┌────────
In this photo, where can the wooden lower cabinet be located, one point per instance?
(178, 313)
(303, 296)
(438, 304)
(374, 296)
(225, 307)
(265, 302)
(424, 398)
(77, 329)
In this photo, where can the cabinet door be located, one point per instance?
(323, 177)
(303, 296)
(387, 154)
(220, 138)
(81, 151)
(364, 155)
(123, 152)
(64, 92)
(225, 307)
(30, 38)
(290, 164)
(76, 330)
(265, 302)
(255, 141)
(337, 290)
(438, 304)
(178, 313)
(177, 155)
└────────
TO BE DONE: Arrange every line of the entries above as a numbered list, omitting blank lines.

OUTPUT OF THE EXERCISE:
1. In this photo, where can the wooden lower cabinet be located, one point per instance?
2. (178, 313)
3. (303, 296)
4. (438, 304)
5. (374, 296)
6. (225, 307)
7. (265, 302)
8. (424, 398)
9. (77, 329)
10. In this photo, where can the cabinet door be located, one point per instance?
11. (323, 177)
12. (303, 296)
13. (387, 154)
14. (220, 138)
15. (81, 151)
16. (364, 155)
17. (123, 152)
18. (64, 92)
19. (225, 307)
20. (30, 38)
21. (290, 164)
22. (76, 330)
23. (265, 302)
24. (255, 141)
25. (337, 290)
26. (438, 304)
27. (178, 313)
28. (177, 155)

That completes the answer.